Look through the data below and show every line that includes "angel".

[Natural language region descriptions]
##############################

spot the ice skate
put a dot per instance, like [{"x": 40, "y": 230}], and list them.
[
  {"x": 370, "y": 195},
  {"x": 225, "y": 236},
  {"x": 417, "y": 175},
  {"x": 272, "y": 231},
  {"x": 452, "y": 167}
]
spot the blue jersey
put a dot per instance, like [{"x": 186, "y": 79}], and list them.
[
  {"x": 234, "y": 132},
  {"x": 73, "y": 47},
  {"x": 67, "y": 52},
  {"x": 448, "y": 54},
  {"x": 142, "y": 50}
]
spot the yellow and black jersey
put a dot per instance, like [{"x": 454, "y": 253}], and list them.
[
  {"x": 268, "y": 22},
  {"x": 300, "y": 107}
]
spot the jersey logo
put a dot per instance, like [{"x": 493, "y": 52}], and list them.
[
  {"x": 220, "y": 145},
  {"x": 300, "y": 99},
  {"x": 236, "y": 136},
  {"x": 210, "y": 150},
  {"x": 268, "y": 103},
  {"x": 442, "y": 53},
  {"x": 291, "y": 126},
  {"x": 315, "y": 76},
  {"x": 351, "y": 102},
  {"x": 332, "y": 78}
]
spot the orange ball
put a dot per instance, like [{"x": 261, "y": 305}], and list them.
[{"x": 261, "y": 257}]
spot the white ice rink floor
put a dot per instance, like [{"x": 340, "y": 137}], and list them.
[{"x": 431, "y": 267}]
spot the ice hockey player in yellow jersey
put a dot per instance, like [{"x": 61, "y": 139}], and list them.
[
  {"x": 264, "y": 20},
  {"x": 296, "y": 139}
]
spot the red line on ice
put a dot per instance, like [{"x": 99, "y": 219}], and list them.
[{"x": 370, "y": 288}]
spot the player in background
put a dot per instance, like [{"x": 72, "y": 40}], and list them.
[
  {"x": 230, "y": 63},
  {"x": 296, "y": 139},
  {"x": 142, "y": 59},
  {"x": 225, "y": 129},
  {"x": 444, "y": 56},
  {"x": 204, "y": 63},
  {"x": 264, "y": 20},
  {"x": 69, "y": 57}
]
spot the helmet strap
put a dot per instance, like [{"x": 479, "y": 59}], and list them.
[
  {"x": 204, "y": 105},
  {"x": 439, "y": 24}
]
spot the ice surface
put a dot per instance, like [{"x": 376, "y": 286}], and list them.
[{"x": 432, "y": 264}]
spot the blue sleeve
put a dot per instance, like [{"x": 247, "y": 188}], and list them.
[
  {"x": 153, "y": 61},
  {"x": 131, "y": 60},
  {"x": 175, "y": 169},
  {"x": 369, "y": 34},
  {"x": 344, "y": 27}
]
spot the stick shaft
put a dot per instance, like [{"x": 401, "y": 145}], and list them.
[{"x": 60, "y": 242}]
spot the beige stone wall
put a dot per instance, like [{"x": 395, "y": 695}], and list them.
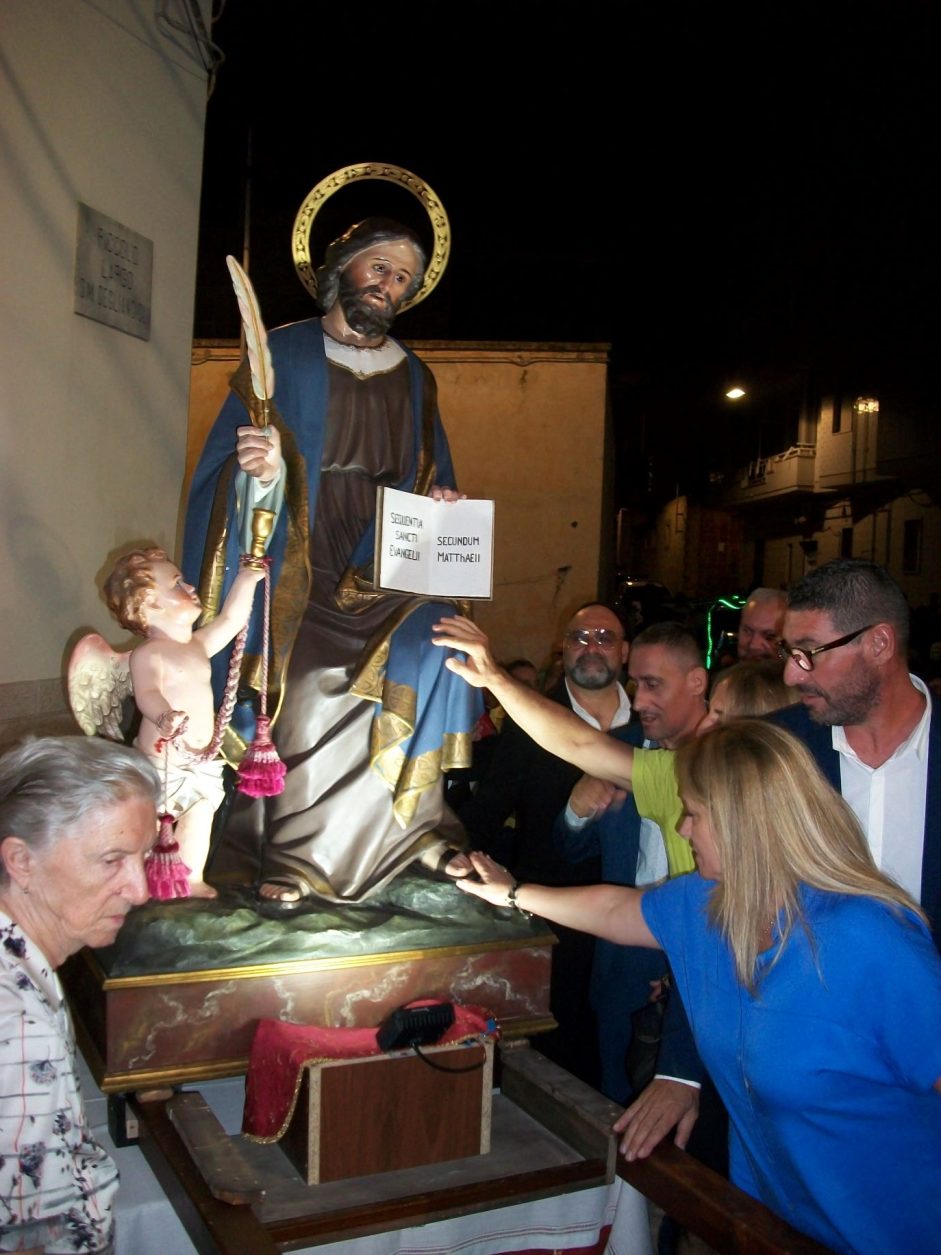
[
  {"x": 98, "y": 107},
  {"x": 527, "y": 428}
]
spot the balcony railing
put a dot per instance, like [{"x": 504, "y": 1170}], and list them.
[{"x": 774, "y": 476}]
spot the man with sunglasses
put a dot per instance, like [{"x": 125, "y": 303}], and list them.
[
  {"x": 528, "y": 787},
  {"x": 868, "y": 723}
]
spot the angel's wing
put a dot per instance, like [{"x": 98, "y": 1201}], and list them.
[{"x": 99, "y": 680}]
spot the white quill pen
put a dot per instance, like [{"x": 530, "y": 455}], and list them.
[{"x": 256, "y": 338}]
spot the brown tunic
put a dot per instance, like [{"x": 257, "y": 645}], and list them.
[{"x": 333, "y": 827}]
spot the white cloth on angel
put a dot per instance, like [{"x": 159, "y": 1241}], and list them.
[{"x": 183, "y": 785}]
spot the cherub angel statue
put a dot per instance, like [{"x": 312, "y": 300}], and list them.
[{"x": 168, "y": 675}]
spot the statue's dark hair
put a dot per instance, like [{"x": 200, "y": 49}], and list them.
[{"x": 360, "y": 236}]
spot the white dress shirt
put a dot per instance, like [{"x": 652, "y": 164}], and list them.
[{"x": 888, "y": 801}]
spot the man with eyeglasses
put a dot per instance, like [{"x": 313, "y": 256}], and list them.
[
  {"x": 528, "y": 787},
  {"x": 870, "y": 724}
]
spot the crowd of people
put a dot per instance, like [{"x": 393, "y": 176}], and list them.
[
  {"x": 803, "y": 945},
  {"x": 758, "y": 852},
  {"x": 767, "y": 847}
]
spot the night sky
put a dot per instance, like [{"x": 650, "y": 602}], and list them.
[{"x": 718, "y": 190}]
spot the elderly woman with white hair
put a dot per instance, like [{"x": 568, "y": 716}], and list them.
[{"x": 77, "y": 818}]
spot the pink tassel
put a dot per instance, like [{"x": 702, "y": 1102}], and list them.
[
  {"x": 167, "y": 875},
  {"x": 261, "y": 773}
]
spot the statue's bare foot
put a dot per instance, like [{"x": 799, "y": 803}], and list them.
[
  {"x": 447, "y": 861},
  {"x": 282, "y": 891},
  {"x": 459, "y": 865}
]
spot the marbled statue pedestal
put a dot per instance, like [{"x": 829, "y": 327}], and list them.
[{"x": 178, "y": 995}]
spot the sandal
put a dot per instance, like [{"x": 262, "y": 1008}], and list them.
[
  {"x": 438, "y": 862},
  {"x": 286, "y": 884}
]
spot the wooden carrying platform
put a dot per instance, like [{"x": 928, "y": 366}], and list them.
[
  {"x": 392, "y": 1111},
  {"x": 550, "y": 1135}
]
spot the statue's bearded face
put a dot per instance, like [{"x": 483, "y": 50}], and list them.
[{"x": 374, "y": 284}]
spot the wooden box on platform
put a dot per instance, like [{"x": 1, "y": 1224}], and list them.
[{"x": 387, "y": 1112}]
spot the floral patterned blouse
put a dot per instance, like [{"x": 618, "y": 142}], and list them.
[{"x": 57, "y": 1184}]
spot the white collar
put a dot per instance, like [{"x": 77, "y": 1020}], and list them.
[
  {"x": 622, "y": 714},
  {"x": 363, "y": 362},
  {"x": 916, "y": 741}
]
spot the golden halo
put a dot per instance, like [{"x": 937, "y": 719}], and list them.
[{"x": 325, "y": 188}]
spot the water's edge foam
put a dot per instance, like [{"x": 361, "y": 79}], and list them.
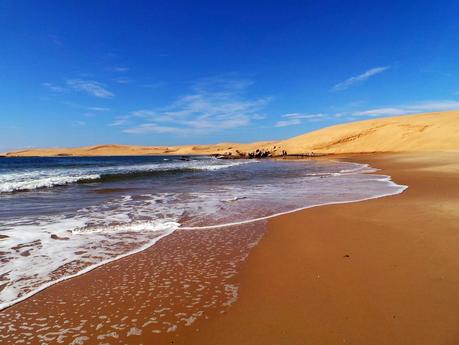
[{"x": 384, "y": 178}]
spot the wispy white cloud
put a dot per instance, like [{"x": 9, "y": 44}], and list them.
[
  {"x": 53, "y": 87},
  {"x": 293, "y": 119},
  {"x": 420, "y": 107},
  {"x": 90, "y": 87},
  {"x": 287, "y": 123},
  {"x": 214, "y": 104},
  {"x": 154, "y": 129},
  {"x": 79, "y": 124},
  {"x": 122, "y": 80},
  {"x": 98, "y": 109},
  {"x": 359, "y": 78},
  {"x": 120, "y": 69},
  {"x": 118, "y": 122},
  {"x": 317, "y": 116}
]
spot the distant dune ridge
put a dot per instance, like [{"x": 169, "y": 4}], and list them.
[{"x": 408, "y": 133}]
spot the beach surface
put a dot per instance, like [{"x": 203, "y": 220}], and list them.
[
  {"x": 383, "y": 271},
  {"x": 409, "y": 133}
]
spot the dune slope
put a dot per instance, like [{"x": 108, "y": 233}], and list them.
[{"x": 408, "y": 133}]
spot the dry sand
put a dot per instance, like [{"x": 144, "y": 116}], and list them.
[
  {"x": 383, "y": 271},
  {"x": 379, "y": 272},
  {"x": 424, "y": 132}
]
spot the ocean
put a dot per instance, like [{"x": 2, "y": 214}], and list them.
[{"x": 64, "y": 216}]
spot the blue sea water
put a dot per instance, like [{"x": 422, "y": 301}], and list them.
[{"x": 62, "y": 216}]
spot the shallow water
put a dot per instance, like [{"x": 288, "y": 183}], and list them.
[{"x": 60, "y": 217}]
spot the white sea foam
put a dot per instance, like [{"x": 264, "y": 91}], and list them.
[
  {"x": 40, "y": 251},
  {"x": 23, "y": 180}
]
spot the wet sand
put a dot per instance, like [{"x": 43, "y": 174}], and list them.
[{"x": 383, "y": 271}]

##############################

• **RESULT FOR THIS TASK**
spot the angel's wing
spot the white cloth on angel
spot the cherub angel statue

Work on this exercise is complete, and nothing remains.